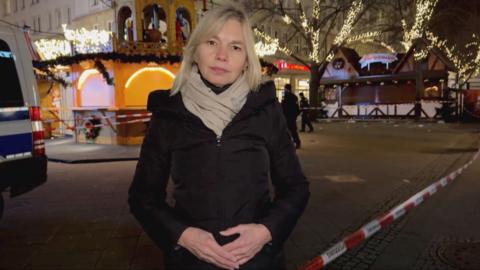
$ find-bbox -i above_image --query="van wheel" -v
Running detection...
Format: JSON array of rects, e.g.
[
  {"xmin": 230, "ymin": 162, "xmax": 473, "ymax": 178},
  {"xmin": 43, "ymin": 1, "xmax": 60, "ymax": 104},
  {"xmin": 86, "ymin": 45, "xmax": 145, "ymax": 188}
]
[{"xmin": 0, "ymin": 193, "xmax": 4, "ymax": 220}]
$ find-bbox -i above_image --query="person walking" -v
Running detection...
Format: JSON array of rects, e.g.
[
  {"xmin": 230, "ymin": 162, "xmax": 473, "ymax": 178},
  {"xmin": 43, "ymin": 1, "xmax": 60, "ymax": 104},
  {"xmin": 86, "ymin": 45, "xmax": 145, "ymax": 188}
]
[
  {"xmin": 299, "ymin": 92, "xmax": 314, "ymax": 132},
  {"xmin": 128, "ymin": 3, "xmax": 310, "ymax": 270},
  {"xmin": 281, "ymin": 84, "xmax": 301, "ymax": 149}
]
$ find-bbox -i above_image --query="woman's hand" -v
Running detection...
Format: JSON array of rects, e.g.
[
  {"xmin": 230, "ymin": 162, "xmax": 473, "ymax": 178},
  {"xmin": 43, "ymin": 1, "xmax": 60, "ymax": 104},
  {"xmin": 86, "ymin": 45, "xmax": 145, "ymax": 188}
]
[
  {"xmin": 178, "ymin": 227, "xmax": 239, "ymax": 270},
  {"xmin": 220, "ymin": 224, "xmax": 272, "ymax": 265}
]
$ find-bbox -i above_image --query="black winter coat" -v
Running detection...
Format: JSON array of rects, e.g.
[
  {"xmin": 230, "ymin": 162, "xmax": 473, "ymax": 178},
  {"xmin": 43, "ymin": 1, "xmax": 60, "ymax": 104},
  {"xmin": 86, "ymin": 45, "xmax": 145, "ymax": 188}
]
[
  {"xmin": 281, "ymin": 91, "xmax": 300, "ymax": 121},
  {"xmin": 128, "ymin": 81, "xmax": 310, "ymax": 257}
]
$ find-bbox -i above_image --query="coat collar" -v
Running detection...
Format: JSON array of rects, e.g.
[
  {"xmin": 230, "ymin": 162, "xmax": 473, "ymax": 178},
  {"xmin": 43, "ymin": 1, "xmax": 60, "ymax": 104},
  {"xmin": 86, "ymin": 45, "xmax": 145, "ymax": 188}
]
[{"xmin": 148, "ymin": 80, "xmax": 277, "ymax": 120}]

════════════════

▶ [EXERCISE PROMPT] The data must be repeated exactly. Any pictures in it are to be left out.

▶ [RESPONSE TO THIS TASK]
$ find-bbox -i above_image --query="van wheel" -v
Running detection...
Format: JSON array of rects, e.g.
[
  {"xmin": 230, "ymin": 162, "xmax": 473, "ymax": 178},
  {"xmin": 43, "ymin": 1, "xmax": 60, "ymax": 104},
  {"xmin": 86, "ymin": 45, "xmax": 145, "ymax": 188}
]
[{"xmin": 0, "ymin": 193, "xmax": 4, "ymax": 220}]
$ find-bbox -i above_image --query="person walking" -v
Running detection...
Format: JSON array of rects, e.g.
[
  {"xmin": 230, "ymin": 162, "xmax": 473, "ymax": 178},
  {"xmin": 43, "ymin": 1, "xmax": 60, "ymax": 104},
  {"xmin": 86, "ymin": 45, "xmax": 145, "ymax": 188}
]
[
  {"xmin": 299, "ymin": 92, "xmax": 314, "ymax": 132},
  {"xmin": 128, "ymin": 3, "xmax": 310, "ymax": 270},
  {"xmin": 281, "ymin": 84, "xmax": 301, "ymax": 149}
]
$ find-bbox -i above_image --query="woman's hand" -v
Running detection...
Format: JSON array of rects, e.g.
[
  {"xmin": 230, "ymin": 162, "xmax": 473, "ymax": 178},
  {"xmin": 43, "ymin": 1, "xmax": 60, "ymax": 104},
  {"xmin": 86, "ymin": 45, "xmax": 145, "ymax": 188}
]
[
  {"xmin": 178, "ymin": 227, "xmax": 239, "ymax": 270},
  {"xmin": 220, "ymin": 224, "xmax": 272, "ymax": 265}
]
$ find-bbox -i above_image --query="black winter coat" -v
Running detection...
Format: JSON array of rects, e.g.
[
  {"xmin": 230, "ymin": 162, "xmax": 473, "ymax": 178},
  {"xmin": 43, "ymin": 1, "xmax": 60, "ymax": 104},
  {"xmin": 86, "ymin": 45, "xmax": 145, "ymax": 188}
]
[
  {"xmin": 281, "ymin": 91, "xmax": 300, "ymax": 121},
  {"xmin": 128, "ymin": 81, "xmax": 310, "ymax": 257}
]
$ find-bbox -i above_image --query="coat collar" -v
Running detection...
Format: JSON array of rects, e.g.
[
  {"xmin": 230, "ymin": 162, "xmax": 473, "ymax": 178},
  {"xmin": 43, "ymin": 1, "xmax": 60, "ymax": 104},
  {"xmin": 86, "ymin": 45, "xmax": 145, "ymax": 188}
]
[{"xmin": 148, "ymin": 80, "xmax": 277, "ymax": 120}]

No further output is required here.